Your objective
Change "rusty car" to "corroded automobile" in the records, starting at the line that contains "subject: rusty car" and ending with the last line of the records. Reproduce only those lines, leaving all other text unchanged.

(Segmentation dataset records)

* * *

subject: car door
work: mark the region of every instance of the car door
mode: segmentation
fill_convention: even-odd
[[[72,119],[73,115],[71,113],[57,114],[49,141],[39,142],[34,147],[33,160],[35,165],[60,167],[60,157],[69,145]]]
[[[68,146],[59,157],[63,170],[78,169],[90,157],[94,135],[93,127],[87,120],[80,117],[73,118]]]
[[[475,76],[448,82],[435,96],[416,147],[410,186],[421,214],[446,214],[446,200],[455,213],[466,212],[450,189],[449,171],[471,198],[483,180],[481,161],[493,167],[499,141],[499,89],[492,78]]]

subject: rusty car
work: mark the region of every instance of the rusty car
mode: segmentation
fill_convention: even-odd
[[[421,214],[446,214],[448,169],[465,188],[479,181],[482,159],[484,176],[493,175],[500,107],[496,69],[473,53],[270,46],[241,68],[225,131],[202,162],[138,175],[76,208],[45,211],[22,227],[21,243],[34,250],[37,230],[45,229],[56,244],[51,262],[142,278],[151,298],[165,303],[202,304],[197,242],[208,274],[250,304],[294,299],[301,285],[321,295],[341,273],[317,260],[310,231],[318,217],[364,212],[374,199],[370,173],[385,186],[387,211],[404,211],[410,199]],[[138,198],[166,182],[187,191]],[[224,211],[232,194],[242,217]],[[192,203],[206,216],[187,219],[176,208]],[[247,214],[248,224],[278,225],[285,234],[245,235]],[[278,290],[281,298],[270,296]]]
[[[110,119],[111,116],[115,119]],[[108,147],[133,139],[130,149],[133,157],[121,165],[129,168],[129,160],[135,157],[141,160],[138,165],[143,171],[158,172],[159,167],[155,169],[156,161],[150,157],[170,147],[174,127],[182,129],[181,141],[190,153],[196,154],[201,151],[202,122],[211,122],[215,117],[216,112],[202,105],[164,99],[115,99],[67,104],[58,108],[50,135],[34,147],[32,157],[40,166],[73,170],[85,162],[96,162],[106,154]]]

* * *

Response to the exercise
subject: corroded automobile
work: mark the region of every instance of the corroded automobile
mode: segmentation
fill_convention: even-odd
[[[421,214],[446,214],[448,169],[465,188],[479,181],[482,159],[484,176],[493,175],[500,107],[496,69],[473,53],[270,46],[241,68],[225,131],[202,162],[138,175],[76,208],[45,211],[22,227],[21,243],[34,250],[37,230],[45,229],[56,244],[51,262],[142,278],[151,298],[165,303],[202,304],[197,242],[208,274],[250,304],[294,299],[301,285],[321,295],[341,273],[317,260],[310,231],[318,217],[364,212],[374,199],[370,173],[385,186],[387,211],[404,211],[410,199]],[[138,198],[166,182],[187,191]],[[224,211],[232,194],[242,217]],[[192,203],[206,216],[187,219],[176,208]],[[247,214],[248,224],[278,225],[285,234],[245,235]],[[278,290],[281,298],[270,296]]]
[[[110,119],[111,116],[115,119]],[[108,147],[133,139],[130,149],[133,157],[121,165],[129,168],[129,160],[135,157],[141,160],[138,165],[143,171],[158,172],[159,167],[155,169],[156,161],[150,157],[170,147],[174,127],[182,129],[181,141],[190,153],[196,154],[201,151],[202,122],[211,122],[215,117],[216,112],[202,105],[164,99],[115,99],[67,104],[58,108],[50,135],[34,147],[32,157],[40,166],[73,170],[85,162],[96,162],[106,154]]]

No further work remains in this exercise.